[WHAT IS EXPECTED]: Please print every record that follows, keeping each one exactly as it is.
-=-=-
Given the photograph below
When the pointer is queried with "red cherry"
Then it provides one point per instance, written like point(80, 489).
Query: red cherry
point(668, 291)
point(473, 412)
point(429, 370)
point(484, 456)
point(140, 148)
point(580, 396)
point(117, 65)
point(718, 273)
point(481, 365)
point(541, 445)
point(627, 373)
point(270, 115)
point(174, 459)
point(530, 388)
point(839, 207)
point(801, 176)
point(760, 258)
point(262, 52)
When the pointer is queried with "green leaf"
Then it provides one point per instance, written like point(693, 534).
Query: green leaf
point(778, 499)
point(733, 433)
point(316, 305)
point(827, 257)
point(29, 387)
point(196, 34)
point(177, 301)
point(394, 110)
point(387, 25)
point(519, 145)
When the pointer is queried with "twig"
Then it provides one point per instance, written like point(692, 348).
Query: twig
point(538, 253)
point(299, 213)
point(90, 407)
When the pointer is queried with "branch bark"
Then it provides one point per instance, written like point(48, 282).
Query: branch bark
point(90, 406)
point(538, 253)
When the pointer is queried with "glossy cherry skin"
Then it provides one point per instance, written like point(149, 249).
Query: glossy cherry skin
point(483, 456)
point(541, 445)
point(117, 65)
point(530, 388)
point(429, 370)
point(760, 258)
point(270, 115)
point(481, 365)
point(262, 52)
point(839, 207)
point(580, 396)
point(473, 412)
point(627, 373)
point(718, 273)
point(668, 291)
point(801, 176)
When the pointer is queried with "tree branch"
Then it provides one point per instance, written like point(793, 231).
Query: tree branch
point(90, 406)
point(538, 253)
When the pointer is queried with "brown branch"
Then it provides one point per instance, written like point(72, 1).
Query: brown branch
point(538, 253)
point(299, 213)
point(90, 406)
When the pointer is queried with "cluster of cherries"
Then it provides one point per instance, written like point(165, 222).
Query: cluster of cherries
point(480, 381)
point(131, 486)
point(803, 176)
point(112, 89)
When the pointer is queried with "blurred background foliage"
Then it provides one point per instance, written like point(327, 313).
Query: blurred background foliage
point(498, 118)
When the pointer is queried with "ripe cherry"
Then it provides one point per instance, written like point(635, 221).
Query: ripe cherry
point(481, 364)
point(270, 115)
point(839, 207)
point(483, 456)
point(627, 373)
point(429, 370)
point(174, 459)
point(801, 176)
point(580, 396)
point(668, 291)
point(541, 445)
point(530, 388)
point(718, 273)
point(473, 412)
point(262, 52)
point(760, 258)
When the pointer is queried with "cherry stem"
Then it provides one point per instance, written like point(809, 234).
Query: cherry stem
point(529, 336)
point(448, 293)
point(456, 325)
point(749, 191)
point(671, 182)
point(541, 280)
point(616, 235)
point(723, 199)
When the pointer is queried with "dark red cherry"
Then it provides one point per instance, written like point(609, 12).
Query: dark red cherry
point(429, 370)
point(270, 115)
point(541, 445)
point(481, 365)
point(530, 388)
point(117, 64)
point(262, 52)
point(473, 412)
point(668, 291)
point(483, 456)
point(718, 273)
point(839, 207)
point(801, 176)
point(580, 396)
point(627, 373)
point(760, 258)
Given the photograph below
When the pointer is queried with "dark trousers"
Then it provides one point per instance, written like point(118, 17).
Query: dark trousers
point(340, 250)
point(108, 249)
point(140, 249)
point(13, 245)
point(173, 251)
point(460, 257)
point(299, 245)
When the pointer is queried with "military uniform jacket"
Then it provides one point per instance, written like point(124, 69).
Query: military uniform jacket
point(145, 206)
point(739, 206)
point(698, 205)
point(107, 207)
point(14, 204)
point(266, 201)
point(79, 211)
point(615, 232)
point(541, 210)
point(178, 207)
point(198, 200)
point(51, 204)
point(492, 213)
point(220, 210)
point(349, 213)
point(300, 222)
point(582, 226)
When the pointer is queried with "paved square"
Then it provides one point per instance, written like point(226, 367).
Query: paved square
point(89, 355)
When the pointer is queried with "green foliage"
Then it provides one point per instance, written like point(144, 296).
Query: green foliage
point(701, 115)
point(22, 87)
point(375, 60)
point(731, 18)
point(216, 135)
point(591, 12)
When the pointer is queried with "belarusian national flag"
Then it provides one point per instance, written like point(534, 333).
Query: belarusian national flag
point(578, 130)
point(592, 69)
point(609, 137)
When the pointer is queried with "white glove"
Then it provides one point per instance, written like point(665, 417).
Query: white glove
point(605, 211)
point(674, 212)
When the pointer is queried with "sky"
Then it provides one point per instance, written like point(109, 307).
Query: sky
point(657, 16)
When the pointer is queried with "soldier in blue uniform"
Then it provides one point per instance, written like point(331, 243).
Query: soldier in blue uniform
-=-=-
[EXERCISE ANSWER]:
Given the photograph below
When the pointer is queried with "red cherry"
Then it provides one point per instance, written like point(80, 489).
Query: red cherry
point(668, 291)
point(473, 412)
point(429, 370)
point(484, 456)
point(140, 148)
point(580, 396)
point(117, 65)
point(718, 273)
point(481, 365)
point(541, 445)
point(627, 373)
point(270, 115)
point(174, 459)
point(530, 388)
point(839, 207)
point(801, 176)
point(760, 258)
point(262, 52)
When the pointer is queried with "green leaf"
Then it provides one point per instance, written like point(693, 534).
Query: green leaf
point(778, 499)
point(733, 433)
point(316, 305)
point(827, 257)
point(29, 387)
point(196, 34)
point(177, 301)
point(394, 110)
point(387, 25)
point(519, 145)
When the pointer is queried with "twig"
Then it provides one point per instance, written like point(692, 348).
Query: twig
point(538, 253)
point(299, 213)
point(90, 407)
When the pointer is queried with "branch bark"
Then it provides one point per instance, written like point(48, 282).
Query: branch bark
point(90, 406)
point(538, 253)
When the pointer is queried with "glossy cherry skin"
Then it provides one point per instance, written like point(149, 249).
Query: glossy cherry skin
point(483, 456)
point(541, 445)
point(117, 65)
point(530, 388)
point(429, 370)
point(760, 258)
point(270, 115)
point(481, 365)
point(262, 52)
point(839, 207)
point(580, 396)
point(473, 412)
point(627, 373)
point(718, 273)
point(668, 291)
point(801, 176)
When the pointer is queried with "tree branch"
Then it provides one point per instance, written like point(793, 231).
Query: tree branch
point(90, 406)
point(538, 253)
When the pointer is queried with "brown branch"
Then it provides one point per instance, written like point(72, 1).
Query: brown branch
point(538, 253)
point(299, 213)
point(90, 406)
When the pointer is queried with "cluster of cherries"
Then it provides one point per instance, written like point(165, 222).
Query: cluster of cherries
point(480, 381)
point(131, 486)
point(803, 176)
point(112, 89)
When the pointer is queried with "blurred background foliage"
Then it provides one point per instance, written like point(327, 313).
Query: blurred background foliage
point(498, 118)
When the pointer is queried with "ripe cherry"
Then it provides one point per instance, written like point(635, 221).
Query: ripe cherry
point(481, 364)
point(270, 115)
point(839, 207)
point(483, 456)
point(627, 373)
point(429, 370)
point(174, 459)
point(801, 176)
point(580, 396)
point(668, 291)
point(541, 445)
point(530, 388)
point(718, 273)
point(473, 412)
point(262, 52)
point(760, 258)
When the pointer is queried with "cherry stem"
Then it provides one point per instance, written like point(809, 234).
Query: cherry stem
point(529, 336)
point(448, 293)
point(456, 325)
point(749, 191)
point(671, 182)
point(541, 280)
point(616, 235)
point(723, 199)
When the pointer is queried with "dark red cherry"
Then it provides one point per instance, written like point(609, 12).
Query: dark red cherry
point(429, 370)
point(270, 115)
point(541, 445)
point(481, 365)
point(530, 388)
point(117, 64)
point(262, 52)
point(473, 412)
point(668, 291)
point(483, 456)
point(718, 273)
point(839, 207)
point(801, 176)
point(580, 396)
point(627, 373)
point(760, 258)
Given the photograph below
When the pointer is queried with "dark trousers"
Then it provides one point per instance, written like point(118, 17).
Query: dark trousers
point(340, 250)
point(108, 249)
point(140, 249)
point(13, 245)
point(173, 251)
point(460, 257)
point(299, 245)
When the pointer is queried with "military uniform jacket"
Then it provides one point per instance, written like point(124, 69).
Query: military uniform jacket
point(145, 206)
point(739, 206)
point(698, 205)
point(107, 207)
point(14, 204)
point(266, 201)
point(79, 211)
point(615, 232)
point(541, 210)
point(178, 207)
point(198, 200)
point(51, 204)
point(492, 213)
point(220, 210)
point(349, 213)
point(300, 222)
point(582, 226)
When the pointer is queried with "paved square"
Then it provides one point per instance, written like point(226, 367).
Query: paved square
point(89, 355)
When the pointer is queried with "green foliage"
Then it provides one point per instance, written like point(144, 296).
Query: green foliage
point(701, 115)
point(22, 87)
point(375, 60)
point(731, 18)
point(216, 135)
point(591, 12)
When the pointer is queried with "belarusian national flag"
Then it provides one point per instance, written like point(534, 333).
Query: belarusian national flag
point(578, 130)
point(592, 69)
point(609, 137)
When the pointer is queried with "white glove"
Then it provides one point per instance, written like point(665, 417).
Query: white glove
point(605, 211)
point(674, 212)
When the pointer is queried with "sky"
Then it provides one point per instance, written like point(109, 307).
Query: sky
point(657, 16)
When the pointer is queried with "soldier in blue uniform"
Then it provides one point per instance, written like point(331, 243).
Query: soldier in blue uniform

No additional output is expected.